→ Entries taken from a collection
________
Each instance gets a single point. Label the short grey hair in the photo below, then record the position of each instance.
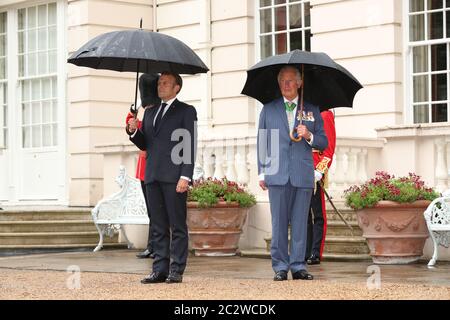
(289, 68)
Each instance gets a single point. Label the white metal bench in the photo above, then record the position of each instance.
(126, 206)
(437, 216)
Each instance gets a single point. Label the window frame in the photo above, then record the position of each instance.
(408, 77)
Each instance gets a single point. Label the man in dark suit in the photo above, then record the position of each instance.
(168, 135)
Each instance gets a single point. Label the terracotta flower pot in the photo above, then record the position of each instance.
(215, 231)
(395, 232)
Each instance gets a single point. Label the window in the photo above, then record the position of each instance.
(284, 25)
(37, 51)
(429, 41)
(3, 84)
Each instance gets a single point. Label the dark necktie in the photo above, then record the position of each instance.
(159, 116)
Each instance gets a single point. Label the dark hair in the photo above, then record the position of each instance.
(178, 79)
(148, 87)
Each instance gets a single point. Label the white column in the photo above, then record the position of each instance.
(362, 166)
(441, 173)
(231, 172)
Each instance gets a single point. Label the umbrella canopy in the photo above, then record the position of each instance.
(326, 83)
(138, 51)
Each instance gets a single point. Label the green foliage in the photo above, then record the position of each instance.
(209, 192)
(386, 187)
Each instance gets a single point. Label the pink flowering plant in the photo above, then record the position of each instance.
(386, 187)
(208, 192)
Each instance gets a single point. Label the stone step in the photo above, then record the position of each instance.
(39, 215)
(12, 250)
(345, 245)
(47, 226)
(261, 253)
(52, 238)
(339, 228)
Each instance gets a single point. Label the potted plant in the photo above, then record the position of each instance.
(390, 213)
(217, 210)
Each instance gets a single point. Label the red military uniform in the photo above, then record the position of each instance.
(140, 168)
(322, 162)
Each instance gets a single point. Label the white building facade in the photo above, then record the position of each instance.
(62, 132)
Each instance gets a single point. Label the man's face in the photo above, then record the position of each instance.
(167, 87)
(289, 84)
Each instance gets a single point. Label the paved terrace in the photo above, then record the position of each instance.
(116, 274)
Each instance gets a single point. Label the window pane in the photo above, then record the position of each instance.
(21, 42)
(280, 19)
(265, 22)
(46, 88)
(296, 40)
(21, 17)
(417, 27)
(55, 111)
(3, 22)
(439, 113)
(36, 113)
(42, 63)
(26, 114)
(55, 134)
(36, 136)
(26, 137)
(295, 16)
(31, 40)
(307, 15)
(31, 17)
(420, 59)
(420, 85)
(307, 40)
(435, 25)
(42, 38)
(52, 61)
(46, 135)
(46, 112)
(52, 13)
(2, 45)
(2, 68)
(266, 46)
(42, 15)
(421, 114)
(35, 90)
(31, 64)
(439, 87)
(435, 4)
(416, 5)
(280, 43)
(439, 57)
(26, 91)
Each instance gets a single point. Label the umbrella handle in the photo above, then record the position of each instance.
(300, 113)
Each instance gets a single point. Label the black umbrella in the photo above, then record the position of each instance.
(138, 51)
(326, 83)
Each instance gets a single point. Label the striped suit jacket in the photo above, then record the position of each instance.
(279, 158)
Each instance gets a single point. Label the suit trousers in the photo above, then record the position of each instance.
(316, 224)
(289, 205)
(149, 241)
(169, 227)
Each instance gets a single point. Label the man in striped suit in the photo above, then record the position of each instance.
(286, 169)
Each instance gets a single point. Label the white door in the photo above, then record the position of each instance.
(35, 159)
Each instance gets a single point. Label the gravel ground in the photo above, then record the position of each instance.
(48, 285)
________
→ WHAT THE TASK ASKS
Please transcribe the material above exactly as written. Leave the pictures out.

→ THE REPLY
Each instance gets a single point. Label the short grey hair in the photo below, then record the position of each instance.
(289, 68)
Each instance gets a single point. Label the white metal bench in the photo above, then record the position of each instance.
(126, 206)
(437, 216)
Each instance gets a single point. Label the window frame in the photo above, then record the position of each instance.
(408, 77)
Each instance gets a single point. Label the man in dark suit in the photo above, then record the position of each instance.
(168, 135)
Each instance gets a single point. Label the terracotta flower pot in the photo above, then record the position of each instance.
(215, 231)
(395, 232)
Each instance gets a single point. Label the window in the photo above, then record the position of each instance.
(284, 25)
(37, 51)
(429, 41)
(3, 84)
Each instance gets a single point. Label the dark necktie in the photo above, then record the position of each instance.
(159, 116)
Each instance gets a single point. Label the dark hair in the photo above, then record the position of each instance.
(178, 79)
(148, 87)
Each instance gets a single point. Label the white column in the photo above, then record the position of each instance.
(362, 166)
(441, 173)
(231, 172)
Each instance gets a single point. Label the umbrella canopy in the photo above, then record the position of each instance.
(326, 83)
(138, 51)
Each instance gets a single point. Label the green foliage in the photo above, then record the position of each instance.
(209, 192)
(386, 187)
Each instance gets a single point. Label the pink flowering plant in the photo above, then record the position of each instance.
(386, 187)
(208, 192)
Each instance gets a single point. Label the stone step in the photo above, then record the position of each instance.
(39, 215)
(12, 250)
(345, 245)
(47, 226)
(261, 253)
(52, 238)
(339, 228)
Each instance gets a single point. Label the potted plant in the photo above, then record the position of each instance.
(390, 213)
(217, 210)
Each instance gets a single point. Label the red military uniform in the photo above, then record the position of each instance.
(140, 168)
(322, 162)
Each instance gets a single point. Label the white building facade in the photo above, then record the position of each instance.
(62, 132)
Each instance gets a single point. Label the man's face in the photo above, then record the position of each instance.
(167, 87)
(289, 84)
Each instance gets a single point. Label the paved terrace in the photo above, then record the position of each instance.
(116, 274)
Each instance gets a single point. Label the window pane in the photo above, then record the position of each instance.
(21, 42)
(280, 19)
(265, 22)
(46, 88)
(296, 40)
(21, 17)
(417, 27)
(55, 111)
(3, 22)
(439, 113)
(36, 113)
(42, 63)
(26, 114)
(55, 134)
(36, 136)
(26, 137)
(295, 16)
(31, 40)
(307, 15)
(31, 17)
(420, 59)
(420, 85)
(307, 40)
(435, 25)
(42, 38)
(52, 61)
(46, 135)
(46, 112)
(52, 13)
(2, 45)
(2, 68)
(266, 46)
(42, 15)
(421, 114)
(35, 90)
(31, 64)
(439, 87)
(435, 4)
(416, 5)
(280, 43)
(439, 57)
(26, 91)
Each instance gets a single point. Label the umbrella handle in the photo above, then record the position of each instance.
(300, 113)
Each instance gets a single point. Label the black umbrella in the photo above, then record the position of each instance.
(138, 51)
(326, 83)
Each instance gets a single point. Label the striped suit jacket in the photo above, then record the position of each instance.
(279, 158)
Each instance gets a single point. Label the suit trousers in the photo above, then record the position of each instance.
(316, 224)
(289, 205)
(149, 241)
(169, 227)
Each instance gets a single point. Label the man in striped suit in the photo above, then record the position of each instance.
(286, 169)
Each instance gets a single point. Label the white door in the photo above, then record the position of each instance.
(35, 159)
Each instance gets a single point. Label the gravel ground in the photo above, then record the position of each instance.
(48, 285)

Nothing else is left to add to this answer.